QUESTIONS ON THE MATERIAL:
1 > Reproduce the passage from the Seth Boyden Terrace article word for word, starting at "In 1942, the" and ending at "was the cause.".
2 > According to the Seth Boyden Terrace article, how many apartments did the three-story buildings contain?

STUDY TEXT:
- Interactive map of the Seth Boyden Terrace area

General information
- Location: 124 Seth Boyden Ter, Newark, NJ 07114
- Coordinates: 40°41′44″N 74°12′04″W﻿ / ﻿40.69551°N 74.20106°W
- Year built: 1938–1941
- Opened: 1941
- Closed: 2015
- Demolished: 2022
- Owner: Newark Housing Authority

= Seth Boyden Terrace =

Former public housing complex in Newark, New Jersey

The Seth Boyden Terrace, named after Seth Boyden, was a former public housing complex in the South Ward of Newark, New Jersey.

== Inception ==
The project, one of the City of Newark's first attempts at providing public housing, was built between 1938 and 1941, opening in late 1941. The three-story buildings, located at Frelinghuysen Avenue, Center Terrace, Dayton Street, and Seth Boyden Terrace, contained 530 apartments.

In 1942, the 530 families who lived in the project, including an estimated 1000 children, were put under quarantine when three children were stricken with paralysis. It was believed that the polio virus was the cause.

There is currently Seth Boyden Elderly housing still in use through the Newark Housing Authority. The Seth Boyden Terrace housing project in Newark was abandoned in 2015 after years of neglect and was demolished in 2022.

== Future ==
In 2022, it was announced the site of the housing project would be turned into television and film studios, soundstages, and Foley rooms as part of Lionsgate Newark Studios.

STUDY MATERIAL:
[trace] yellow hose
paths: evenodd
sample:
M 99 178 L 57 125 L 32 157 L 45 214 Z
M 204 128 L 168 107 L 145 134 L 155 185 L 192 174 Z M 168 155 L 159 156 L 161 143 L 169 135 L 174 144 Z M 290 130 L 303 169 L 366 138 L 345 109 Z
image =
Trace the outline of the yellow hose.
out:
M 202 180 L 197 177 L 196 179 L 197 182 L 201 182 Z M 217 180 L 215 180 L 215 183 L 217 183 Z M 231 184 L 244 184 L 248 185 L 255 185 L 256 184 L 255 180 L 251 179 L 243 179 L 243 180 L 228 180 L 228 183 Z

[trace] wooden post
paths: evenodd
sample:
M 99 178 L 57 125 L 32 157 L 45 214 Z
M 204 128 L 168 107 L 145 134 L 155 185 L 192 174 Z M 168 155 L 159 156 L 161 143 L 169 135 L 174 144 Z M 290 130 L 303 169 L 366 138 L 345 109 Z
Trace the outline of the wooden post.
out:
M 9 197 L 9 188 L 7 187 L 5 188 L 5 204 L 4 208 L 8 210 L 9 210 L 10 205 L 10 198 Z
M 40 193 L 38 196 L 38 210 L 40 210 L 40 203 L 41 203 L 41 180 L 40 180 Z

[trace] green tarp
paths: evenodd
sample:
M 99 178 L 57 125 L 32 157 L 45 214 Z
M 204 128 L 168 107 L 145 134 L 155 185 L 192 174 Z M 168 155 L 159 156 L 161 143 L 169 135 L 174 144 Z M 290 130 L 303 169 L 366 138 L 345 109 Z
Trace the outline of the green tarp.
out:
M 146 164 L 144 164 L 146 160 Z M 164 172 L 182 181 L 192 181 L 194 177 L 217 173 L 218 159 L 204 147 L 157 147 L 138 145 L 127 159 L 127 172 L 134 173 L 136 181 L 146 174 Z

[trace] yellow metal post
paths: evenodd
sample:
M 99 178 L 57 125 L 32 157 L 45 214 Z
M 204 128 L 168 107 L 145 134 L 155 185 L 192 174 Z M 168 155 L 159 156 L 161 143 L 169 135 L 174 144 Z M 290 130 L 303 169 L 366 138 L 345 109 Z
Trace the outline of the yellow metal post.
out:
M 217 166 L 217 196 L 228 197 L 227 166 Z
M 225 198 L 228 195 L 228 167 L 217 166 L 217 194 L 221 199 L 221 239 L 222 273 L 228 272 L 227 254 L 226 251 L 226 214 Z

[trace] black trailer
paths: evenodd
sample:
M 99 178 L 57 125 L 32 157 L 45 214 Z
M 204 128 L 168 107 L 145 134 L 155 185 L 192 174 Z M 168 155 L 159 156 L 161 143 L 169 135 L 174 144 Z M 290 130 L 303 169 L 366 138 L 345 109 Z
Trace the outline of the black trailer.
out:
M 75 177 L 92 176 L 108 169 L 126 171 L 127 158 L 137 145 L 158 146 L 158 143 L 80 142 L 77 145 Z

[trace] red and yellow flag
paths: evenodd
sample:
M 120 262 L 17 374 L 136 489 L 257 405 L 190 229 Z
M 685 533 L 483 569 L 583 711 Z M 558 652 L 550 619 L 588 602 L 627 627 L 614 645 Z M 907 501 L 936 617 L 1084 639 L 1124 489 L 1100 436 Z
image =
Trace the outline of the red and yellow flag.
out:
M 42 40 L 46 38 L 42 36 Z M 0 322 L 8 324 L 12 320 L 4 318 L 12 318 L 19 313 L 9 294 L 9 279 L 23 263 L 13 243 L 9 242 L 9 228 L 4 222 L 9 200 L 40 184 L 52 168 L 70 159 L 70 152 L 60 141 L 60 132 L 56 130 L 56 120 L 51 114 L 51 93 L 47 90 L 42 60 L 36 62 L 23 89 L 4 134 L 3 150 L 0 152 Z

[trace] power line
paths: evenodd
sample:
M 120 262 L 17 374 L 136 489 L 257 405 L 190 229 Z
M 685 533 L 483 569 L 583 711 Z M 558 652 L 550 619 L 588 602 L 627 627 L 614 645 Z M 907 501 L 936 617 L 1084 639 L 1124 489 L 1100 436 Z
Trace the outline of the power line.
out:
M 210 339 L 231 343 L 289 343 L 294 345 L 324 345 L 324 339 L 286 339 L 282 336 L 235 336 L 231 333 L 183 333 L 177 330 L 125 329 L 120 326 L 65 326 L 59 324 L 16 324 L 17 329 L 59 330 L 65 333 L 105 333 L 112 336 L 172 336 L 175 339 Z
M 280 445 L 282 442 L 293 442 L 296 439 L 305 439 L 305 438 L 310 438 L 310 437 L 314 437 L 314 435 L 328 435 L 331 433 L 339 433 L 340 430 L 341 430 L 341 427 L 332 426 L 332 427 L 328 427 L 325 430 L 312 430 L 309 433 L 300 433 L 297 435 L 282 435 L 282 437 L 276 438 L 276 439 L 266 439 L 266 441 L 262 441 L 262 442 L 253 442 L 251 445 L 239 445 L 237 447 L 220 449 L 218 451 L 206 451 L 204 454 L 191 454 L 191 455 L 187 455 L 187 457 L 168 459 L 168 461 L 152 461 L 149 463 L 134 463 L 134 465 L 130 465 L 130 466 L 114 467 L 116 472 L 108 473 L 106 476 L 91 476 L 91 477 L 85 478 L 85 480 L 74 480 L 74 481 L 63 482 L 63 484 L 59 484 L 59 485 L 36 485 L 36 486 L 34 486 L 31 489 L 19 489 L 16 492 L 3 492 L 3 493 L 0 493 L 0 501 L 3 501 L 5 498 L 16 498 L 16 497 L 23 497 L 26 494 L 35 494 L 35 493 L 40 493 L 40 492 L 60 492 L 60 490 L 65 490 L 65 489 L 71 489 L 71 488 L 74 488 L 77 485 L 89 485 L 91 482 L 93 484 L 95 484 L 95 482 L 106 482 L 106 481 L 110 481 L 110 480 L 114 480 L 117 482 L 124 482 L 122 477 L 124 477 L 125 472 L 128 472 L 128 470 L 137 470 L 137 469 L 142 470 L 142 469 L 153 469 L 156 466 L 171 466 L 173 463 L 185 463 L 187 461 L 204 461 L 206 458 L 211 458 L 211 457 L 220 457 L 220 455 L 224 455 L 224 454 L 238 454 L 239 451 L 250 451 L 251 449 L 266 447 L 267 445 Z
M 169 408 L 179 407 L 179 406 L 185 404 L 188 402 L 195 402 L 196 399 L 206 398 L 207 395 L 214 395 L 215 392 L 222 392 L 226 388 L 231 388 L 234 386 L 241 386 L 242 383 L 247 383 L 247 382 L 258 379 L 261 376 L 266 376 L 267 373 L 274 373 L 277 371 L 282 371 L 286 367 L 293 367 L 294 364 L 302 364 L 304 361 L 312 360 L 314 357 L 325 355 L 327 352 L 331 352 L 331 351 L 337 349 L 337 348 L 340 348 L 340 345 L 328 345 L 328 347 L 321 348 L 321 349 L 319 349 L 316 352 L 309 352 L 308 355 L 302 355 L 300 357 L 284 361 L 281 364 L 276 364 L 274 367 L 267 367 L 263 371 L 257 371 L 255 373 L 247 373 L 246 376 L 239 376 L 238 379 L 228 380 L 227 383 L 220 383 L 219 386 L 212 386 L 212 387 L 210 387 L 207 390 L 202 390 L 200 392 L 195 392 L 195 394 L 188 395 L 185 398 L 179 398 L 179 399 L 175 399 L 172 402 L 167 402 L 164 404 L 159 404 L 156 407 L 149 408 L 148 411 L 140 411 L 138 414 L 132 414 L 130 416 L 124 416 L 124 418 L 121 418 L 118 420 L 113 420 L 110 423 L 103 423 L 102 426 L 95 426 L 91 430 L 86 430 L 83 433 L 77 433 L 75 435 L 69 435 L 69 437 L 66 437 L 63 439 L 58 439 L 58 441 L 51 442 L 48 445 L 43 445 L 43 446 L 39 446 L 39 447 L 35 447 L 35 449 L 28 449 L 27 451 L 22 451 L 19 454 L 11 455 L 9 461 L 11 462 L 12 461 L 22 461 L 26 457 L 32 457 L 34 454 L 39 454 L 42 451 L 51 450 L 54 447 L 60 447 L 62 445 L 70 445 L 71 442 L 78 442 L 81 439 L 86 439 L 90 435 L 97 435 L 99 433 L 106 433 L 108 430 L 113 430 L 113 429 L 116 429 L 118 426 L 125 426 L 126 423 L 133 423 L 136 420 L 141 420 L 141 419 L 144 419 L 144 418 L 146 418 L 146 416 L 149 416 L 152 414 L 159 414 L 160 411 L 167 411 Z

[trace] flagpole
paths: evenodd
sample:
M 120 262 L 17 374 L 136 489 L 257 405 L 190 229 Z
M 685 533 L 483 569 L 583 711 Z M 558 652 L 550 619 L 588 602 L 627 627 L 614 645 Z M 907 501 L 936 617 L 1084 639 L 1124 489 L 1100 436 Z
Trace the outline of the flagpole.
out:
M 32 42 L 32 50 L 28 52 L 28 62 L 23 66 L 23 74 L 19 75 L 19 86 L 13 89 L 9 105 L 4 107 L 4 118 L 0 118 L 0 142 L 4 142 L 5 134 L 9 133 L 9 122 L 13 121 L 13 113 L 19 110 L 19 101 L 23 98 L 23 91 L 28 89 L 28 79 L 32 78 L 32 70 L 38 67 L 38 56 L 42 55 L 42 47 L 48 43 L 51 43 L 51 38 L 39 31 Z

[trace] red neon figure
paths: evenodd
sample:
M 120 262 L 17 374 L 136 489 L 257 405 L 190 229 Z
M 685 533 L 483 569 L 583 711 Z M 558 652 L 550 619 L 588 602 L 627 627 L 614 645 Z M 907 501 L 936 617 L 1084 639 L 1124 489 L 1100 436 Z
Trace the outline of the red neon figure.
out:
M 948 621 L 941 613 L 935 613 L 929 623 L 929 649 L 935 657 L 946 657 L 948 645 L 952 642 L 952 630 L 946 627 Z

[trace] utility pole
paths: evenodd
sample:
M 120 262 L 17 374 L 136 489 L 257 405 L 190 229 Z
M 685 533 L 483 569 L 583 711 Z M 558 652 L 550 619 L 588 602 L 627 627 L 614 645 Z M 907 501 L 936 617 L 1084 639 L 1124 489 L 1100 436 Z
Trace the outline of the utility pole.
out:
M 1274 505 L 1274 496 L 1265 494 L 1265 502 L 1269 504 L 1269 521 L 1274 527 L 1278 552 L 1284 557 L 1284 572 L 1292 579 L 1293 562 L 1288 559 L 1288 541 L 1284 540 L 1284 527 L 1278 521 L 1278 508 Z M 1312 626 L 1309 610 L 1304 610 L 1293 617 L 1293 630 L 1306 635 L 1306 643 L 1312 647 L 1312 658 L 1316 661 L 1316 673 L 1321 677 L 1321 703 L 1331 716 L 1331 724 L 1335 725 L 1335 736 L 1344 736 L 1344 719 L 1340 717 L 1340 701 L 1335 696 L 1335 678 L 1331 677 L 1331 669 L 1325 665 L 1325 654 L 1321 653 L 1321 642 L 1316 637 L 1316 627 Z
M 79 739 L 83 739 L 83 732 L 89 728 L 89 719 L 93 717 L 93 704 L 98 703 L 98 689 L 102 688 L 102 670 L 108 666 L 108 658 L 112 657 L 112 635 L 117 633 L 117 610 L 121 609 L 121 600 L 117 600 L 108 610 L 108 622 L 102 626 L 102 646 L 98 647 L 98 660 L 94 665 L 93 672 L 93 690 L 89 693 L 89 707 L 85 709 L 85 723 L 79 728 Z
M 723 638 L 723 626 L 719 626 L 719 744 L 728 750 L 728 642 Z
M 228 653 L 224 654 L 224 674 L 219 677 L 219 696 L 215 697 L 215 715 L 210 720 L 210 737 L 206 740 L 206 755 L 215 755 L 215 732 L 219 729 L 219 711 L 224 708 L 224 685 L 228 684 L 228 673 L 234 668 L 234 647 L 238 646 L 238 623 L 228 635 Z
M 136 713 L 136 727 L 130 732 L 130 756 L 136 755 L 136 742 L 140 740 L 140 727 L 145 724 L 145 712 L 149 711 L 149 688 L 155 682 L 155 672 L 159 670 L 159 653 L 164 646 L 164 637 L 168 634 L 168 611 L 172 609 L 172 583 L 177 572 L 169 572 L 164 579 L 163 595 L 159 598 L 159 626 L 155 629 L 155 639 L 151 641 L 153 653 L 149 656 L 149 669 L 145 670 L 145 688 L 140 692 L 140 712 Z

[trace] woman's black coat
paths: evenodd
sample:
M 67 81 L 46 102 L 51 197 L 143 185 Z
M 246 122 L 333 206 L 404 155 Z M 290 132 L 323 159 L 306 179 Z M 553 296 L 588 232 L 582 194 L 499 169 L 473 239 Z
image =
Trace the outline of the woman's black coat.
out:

ANSWERS PER TASK:
1 >
In 1942, the 530 families who lived in the project, including an estimated 1000 children, were put under quarantine when three children were stricken with paralysis. It was believed that the polio virus was the cause.

2 > 530 apartments.